Problem details >>
Filter the records below down to only the lines that contain the string "black", copying each such line. Case matters.

## start Recorded data

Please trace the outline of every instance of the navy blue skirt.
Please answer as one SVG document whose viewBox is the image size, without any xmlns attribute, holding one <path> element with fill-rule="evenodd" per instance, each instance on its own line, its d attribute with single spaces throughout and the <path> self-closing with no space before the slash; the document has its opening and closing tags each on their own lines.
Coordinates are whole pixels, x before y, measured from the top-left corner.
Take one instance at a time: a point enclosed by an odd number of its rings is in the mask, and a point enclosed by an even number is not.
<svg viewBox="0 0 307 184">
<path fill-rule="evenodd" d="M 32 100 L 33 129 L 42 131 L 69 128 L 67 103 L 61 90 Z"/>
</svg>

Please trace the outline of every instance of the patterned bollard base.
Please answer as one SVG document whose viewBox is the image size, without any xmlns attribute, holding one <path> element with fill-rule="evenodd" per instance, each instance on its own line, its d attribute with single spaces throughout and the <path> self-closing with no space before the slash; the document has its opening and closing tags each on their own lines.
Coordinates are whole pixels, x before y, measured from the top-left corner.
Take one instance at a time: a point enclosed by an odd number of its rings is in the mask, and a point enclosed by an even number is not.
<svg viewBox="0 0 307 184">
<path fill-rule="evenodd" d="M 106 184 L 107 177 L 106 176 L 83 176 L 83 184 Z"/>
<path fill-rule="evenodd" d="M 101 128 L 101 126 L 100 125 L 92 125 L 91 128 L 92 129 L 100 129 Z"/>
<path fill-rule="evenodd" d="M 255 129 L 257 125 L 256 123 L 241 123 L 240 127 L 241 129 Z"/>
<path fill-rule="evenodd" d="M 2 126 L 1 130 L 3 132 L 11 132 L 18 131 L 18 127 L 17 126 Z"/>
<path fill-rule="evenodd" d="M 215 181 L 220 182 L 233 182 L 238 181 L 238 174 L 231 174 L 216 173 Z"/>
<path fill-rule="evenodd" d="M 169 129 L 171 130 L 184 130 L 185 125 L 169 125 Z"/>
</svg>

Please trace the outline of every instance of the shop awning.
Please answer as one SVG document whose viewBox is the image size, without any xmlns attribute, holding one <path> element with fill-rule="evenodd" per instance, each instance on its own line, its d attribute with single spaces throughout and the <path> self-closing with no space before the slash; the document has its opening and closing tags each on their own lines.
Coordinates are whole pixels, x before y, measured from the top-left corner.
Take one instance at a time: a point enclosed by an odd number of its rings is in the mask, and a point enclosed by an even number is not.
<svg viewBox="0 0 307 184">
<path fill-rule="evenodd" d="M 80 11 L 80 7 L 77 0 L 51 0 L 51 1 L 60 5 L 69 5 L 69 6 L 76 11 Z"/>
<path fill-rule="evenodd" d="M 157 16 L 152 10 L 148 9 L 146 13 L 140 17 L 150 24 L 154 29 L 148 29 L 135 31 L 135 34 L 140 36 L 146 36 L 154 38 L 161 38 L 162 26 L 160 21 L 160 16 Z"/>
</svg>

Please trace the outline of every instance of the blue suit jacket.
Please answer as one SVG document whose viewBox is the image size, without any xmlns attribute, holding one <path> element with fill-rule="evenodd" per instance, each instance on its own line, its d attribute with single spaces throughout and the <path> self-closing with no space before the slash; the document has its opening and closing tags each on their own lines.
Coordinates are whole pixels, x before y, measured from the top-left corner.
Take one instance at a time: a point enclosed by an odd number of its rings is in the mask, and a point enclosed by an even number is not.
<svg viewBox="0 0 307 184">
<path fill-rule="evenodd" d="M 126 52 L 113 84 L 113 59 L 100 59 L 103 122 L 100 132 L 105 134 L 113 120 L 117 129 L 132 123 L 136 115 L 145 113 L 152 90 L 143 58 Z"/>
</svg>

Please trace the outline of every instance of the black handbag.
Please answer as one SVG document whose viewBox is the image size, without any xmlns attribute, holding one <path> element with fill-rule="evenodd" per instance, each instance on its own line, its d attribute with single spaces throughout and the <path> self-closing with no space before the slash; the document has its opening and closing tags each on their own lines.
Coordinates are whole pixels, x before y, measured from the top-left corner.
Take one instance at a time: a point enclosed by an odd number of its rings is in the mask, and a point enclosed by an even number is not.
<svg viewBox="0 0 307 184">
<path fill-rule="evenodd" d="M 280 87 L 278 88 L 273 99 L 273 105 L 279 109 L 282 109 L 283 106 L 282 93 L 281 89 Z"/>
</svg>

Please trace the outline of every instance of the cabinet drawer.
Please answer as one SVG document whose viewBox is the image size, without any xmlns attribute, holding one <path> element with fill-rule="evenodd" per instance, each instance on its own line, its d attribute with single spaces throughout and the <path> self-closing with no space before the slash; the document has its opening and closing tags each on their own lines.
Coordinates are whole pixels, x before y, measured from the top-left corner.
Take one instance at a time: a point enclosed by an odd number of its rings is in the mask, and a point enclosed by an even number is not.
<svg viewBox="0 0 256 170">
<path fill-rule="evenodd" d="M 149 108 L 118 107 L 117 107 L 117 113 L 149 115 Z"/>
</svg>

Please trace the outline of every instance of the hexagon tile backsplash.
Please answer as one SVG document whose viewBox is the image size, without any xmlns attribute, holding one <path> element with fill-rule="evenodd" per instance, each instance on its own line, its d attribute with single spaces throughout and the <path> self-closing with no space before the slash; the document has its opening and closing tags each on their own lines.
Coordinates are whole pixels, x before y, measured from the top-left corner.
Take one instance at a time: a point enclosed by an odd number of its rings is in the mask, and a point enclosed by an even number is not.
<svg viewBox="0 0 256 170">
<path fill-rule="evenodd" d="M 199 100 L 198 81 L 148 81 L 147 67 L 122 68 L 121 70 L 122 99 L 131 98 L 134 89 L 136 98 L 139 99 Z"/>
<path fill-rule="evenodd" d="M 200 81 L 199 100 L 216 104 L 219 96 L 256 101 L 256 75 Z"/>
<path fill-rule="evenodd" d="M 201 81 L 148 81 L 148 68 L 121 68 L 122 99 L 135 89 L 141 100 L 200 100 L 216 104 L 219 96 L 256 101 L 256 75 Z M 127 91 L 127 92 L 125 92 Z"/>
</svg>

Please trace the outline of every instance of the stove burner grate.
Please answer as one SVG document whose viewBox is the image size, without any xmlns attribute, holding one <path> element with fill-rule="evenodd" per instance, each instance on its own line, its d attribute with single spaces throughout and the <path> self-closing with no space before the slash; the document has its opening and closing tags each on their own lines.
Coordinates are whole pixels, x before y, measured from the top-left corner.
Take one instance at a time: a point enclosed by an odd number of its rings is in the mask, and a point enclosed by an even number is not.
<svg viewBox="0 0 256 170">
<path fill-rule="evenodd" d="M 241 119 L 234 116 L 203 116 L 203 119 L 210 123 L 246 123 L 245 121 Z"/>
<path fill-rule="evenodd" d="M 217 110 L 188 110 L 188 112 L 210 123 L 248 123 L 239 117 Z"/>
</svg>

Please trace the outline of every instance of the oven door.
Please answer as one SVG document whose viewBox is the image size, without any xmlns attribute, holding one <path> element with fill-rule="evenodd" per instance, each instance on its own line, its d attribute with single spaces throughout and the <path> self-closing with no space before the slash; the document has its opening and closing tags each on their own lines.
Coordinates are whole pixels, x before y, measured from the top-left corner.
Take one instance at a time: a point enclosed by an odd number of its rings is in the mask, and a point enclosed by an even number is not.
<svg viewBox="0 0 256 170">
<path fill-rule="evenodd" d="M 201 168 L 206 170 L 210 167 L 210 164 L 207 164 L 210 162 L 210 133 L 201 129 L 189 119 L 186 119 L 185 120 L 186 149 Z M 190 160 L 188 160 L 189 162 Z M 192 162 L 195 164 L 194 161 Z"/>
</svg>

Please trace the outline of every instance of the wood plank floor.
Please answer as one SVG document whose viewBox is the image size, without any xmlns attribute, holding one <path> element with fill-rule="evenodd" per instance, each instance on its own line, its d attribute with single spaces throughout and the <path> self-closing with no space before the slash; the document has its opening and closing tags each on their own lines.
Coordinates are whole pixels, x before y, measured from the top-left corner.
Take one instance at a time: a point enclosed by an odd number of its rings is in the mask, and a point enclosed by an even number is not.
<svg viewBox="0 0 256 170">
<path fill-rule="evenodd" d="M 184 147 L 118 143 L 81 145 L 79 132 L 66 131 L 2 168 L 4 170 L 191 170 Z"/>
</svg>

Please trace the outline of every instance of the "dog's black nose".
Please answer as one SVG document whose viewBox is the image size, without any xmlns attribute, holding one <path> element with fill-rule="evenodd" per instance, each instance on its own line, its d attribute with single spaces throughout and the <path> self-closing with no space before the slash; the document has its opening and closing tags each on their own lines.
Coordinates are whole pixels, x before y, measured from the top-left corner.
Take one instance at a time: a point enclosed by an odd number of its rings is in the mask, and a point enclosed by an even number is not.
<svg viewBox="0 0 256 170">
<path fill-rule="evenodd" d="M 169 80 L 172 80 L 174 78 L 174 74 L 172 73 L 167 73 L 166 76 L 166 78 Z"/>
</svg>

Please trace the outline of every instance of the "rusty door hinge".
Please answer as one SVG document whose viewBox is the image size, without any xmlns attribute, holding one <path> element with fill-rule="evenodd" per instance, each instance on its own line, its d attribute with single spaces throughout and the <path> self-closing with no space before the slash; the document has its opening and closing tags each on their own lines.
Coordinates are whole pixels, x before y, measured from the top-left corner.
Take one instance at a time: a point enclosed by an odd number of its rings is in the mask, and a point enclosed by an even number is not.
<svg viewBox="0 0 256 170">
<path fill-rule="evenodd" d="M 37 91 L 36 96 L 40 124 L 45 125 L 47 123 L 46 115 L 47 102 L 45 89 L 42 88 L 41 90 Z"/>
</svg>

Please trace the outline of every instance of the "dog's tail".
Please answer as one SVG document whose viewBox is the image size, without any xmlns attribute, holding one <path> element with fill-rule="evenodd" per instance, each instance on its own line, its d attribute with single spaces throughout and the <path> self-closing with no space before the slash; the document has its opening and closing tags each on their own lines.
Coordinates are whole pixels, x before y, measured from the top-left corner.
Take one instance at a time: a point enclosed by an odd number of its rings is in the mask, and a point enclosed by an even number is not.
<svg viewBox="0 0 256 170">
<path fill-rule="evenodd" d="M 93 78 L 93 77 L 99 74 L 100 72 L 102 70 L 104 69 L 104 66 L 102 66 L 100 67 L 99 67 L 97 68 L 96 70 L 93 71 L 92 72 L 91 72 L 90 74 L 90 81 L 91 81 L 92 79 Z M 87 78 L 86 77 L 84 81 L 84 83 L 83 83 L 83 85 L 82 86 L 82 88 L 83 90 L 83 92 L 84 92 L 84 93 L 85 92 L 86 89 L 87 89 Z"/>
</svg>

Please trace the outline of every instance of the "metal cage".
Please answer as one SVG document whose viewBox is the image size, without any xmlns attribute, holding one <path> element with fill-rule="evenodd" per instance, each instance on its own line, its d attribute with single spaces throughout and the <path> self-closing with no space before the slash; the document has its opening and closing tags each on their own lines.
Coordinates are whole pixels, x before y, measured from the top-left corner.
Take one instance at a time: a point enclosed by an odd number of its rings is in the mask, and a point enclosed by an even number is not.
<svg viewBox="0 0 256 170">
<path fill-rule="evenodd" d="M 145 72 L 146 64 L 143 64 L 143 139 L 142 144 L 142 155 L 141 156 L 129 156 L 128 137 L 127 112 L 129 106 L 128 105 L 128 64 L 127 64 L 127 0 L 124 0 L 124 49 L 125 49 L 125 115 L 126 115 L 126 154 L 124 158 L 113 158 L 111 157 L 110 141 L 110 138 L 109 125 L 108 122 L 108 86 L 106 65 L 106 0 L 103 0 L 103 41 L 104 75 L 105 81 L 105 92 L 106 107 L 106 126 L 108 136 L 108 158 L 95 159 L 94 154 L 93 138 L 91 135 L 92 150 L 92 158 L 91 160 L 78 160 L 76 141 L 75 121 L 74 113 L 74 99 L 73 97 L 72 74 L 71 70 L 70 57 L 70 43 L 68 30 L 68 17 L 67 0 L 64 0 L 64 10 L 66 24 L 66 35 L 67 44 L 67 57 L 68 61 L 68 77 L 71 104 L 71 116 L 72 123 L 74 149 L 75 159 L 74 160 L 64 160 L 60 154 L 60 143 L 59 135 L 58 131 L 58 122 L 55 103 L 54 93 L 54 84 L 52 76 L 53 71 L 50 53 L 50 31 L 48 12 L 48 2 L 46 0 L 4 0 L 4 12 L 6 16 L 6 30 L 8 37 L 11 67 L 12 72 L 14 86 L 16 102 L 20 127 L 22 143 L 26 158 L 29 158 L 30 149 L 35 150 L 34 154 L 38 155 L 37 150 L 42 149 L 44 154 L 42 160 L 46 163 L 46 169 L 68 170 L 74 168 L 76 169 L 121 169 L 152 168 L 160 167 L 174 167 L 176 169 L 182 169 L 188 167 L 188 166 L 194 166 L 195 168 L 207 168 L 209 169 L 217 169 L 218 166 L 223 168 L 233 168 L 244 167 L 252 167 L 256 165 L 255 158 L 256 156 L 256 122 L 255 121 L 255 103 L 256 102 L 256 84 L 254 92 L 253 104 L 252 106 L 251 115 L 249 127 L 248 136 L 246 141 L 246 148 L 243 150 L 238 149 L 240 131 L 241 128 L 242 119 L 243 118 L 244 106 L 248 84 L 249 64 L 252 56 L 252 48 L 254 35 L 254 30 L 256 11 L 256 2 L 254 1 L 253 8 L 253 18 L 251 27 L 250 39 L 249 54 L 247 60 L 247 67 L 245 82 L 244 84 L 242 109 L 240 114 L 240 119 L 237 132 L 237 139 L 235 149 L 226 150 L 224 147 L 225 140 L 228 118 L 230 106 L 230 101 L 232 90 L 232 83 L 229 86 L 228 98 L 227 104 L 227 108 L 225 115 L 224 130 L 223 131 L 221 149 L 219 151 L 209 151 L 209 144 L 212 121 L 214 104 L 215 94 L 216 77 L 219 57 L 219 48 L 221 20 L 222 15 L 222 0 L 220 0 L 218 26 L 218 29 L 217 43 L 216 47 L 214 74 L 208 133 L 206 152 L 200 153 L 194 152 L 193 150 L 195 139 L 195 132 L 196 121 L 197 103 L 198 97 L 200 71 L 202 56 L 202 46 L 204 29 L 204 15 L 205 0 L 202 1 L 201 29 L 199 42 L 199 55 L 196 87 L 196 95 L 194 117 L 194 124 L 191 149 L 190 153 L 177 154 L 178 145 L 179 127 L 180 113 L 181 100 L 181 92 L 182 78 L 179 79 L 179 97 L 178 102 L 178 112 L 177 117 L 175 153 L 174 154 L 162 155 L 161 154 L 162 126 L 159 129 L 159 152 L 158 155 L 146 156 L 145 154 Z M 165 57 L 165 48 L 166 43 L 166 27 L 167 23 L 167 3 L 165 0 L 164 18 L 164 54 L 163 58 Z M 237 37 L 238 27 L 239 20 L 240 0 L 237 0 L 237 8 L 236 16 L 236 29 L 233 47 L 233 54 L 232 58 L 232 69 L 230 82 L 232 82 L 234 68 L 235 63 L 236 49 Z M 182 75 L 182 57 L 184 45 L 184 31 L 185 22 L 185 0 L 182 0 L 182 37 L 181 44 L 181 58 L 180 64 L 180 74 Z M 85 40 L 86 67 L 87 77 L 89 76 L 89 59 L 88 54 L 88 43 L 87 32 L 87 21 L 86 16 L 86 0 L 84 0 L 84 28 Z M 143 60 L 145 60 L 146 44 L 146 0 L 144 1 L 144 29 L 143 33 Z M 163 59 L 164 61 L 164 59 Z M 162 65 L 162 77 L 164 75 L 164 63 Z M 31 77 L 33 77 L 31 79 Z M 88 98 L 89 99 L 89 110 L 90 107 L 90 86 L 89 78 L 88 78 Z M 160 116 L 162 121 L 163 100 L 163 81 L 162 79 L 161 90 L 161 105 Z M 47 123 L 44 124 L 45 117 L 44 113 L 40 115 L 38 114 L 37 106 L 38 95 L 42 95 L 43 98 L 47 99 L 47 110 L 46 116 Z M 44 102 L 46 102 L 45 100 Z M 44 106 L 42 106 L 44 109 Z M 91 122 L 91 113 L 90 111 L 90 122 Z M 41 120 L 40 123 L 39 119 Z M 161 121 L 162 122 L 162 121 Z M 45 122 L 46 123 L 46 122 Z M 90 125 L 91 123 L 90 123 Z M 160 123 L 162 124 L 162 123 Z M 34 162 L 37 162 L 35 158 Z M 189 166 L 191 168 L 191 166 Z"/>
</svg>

## end Recorded data

Task result >>
Please trace the outline of every instance of the black handbag.
Please trace the outline of every instance of the "dog's black nose".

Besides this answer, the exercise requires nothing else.